→ **Aim of the exercise**:
Lines holding the string "below" are the ones to copy; find them all in the data.

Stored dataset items

----------------

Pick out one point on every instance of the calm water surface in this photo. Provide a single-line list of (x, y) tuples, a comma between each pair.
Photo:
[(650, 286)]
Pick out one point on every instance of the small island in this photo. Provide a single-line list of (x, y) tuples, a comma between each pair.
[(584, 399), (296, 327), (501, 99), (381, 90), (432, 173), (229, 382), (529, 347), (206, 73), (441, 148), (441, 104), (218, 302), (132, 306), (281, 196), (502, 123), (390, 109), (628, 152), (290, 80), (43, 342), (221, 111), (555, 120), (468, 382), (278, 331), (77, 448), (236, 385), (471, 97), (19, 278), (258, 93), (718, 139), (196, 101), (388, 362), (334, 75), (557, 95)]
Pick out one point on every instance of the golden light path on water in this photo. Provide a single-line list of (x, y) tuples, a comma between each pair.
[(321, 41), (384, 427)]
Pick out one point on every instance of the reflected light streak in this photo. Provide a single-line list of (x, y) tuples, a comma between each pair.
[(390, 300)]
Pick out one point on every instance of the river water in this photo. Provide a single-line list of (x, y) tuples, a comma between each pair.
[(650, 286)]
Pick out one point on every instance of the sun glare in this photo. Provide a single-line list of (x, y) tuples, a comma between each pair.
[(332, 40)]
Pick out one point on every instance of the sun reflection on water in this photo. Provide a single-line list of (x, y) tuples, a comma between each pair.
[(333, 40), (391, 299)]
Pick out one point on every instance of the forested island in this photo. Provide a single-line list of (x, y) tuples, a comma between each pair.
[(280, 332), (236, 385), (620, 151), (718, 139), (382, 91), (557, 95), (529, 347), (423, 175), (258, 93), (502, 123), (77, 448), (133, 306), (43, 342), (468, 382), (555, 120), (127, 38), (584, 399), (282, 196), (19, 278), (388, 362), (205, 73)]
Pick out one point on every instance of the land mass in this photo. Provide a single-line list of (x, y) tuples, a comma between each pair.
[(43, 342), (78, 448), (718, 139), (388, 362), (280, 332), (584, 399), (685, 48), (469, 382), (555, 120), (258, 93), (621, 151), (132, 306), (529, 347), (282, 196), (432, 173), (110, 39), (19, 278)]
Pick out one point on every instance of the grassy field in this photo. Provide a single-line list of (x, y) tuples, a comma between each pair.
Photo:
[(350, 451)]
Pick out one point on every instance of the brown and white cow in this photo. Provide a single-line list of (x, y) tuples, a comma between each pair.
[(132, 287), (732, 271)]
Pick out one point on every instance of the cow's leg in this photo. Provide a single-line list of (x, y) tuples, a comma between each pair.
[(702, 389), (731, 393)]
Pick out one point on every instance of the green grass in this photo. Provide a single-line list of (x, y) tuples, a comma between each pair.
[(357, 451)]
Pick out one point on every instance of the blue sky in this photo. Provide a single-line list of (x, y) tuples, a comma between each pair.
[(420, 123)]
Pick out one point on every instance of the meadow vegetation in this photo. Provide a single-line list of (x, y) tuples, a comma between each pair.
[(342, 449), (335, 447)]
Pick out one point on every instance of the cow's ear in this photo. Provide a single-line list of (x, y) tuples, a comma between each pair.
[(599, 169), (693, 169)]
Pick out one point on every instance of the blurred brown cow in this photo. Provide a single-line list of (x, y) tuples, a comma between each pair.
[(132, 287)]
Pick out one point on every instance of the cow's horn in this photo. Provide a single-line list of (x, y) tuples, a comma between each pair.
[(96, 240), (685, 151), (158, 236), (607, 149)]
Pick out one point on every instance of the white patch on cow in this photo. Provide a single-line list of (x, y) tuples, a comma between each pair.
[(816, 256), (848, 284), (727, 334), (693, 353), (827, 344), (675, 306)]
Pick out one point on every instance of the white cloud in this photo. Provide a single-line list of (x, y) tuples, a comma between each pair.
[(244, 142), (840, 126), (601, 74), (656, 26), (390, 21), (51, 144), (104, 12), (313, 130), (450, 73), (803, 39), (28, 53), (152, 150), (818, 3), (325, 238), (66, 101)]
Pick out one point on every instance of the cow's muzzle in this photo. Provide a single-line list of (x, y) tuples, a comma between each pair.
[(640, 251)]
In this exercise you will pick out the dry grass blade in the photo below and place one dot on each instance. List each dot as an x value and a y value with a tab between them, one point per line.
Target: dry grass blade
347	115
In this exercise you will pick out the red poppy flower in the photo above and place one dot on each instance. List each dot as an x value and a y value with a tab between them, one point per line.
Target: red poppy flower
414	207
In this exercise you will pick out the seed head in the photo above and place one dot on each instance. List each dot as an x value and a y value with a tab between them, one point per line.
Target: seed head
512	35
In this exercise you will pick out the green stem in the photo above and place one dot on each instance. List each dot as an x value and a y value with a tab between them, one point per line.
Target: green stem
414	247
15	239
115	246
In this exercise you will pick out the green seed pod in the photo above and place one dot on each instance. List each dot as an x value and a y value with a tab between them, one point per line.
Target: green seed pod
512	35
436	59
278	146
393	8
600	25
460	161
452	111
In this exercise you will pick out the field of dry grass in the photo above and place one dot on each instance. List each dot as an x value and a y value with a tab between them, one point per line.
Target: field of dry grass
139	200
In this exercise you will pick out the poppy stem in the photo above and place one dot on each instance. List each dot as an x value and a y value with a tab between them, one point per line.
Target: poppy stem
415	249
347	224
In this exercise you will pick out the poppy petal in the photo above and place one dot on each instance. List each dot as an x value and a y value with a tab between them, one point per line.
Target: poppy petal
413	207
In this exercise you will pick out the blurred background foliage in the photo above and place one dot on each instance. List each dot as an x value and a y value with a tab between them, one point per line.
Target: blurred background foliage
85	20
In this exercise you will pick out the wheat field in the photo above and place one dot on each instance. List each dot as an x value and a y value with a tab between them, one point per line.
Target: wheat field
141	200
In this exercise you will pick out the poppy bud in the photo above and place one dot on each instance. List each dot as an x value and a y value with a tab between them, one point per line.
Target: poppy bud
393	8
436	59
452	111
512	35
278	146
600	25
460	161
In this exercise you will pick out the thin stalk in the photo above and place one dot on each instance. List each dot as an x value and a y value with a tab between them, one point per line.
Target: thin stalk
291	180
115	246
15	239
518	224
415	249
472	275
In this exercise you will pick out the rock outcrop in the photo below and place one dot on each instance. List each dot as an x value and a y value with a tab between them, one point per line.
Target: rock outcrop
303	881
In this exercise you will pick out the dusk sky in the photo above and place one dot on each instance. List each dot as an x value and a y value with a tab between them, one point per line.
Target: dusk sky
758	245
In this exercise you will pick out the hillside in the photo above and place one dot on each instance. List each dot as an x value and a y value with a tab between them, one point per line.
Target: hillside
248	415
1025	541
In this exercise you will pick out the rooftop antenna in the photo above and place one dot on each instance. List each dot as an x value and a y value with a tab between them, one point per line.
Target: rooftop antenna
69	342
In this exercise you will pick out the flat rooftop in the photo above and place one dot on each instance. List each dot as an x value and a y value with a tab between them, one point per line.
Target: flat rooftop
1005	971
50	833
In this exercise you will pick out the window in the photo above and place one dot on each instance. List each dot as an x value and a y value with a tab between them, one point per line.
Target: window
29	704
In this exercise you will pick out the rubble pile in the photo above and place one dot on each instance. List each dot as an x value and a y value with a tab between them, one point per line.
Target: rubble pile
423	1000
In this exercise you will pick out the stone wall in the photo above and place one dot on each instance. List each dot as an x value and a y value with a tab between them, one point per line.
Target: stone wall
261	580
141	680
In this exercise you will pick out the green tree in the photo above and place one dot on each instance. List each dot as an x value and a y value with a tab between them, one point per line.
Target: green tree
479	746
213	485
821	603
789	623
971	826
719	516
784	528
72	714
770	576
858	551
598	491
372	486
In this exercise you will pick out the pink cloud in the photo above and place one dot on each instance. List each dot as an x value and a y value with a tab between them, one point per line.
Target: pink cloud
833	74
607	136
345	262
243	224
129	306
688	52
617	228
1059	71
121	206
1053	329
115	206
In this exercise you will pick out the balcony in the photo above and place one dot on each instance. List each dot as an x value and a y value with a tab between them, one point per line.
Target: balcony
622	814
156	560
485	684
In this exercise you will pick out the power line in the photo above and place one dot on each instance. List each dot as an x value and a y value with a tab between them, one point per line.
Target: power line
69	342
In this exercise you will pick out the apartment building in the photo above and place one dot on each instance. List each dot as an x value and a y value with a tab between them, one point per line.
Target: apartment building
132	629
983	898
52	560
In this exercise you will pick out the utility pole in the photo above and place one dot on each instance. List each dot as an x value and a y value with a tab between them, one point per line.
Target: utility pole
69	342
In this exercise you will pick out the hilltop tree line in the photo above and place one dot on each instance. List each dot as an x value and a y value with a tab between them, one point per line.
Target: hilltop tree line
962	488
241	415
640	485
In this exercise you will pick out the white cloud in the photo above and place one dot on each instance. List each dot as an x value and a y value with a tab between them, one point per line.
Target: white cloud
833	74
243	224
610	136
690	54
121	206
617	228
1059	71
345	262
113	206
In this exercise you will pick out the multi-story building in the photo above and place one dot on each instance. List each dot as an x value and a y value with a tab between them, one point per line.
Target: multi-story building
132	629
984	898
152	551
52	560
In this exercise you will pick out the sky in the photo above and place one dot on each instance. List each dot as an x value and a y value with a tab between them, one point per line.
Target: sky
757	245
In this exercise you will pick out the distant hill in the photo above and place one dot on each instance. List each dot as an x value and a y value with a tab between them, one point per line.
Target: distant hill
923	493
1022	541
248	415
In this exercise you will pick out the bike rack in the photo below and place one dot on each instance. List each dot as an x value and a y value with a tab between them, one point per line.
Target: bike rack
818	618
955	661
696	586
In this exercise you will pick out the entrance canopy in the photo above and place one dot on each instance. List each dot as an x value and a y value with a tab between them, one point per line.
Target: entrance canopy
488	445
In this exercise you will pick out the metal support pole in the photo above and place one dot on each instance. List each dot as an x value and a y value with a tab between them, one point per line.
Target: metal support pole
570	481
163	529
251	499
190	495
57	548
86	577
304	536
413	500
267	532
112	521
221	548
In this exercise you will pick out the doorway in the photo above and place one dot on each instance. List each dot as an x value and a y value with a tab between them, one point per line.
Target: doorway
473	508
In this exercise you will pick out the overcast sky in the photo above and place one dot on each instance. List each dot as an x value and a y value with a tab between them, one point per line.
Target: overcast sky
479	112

----------------

→ **Output for this task**:
In this exercise you will pick out the dry grass blade in the photo below and place one dot on each instance. List each dot as an x value and a y value with a tab between them, one point per line.
In this exercise you will pick out the rock outcrop in the photo below and place one dot on each instance. List each dot as an x value and a y value with a tab between them, one point per line.
In this exercise you will pick out the bike rack in the photo below and place one dot on each instance. List each dot as an x value and a y value with a tab between them, one point per line.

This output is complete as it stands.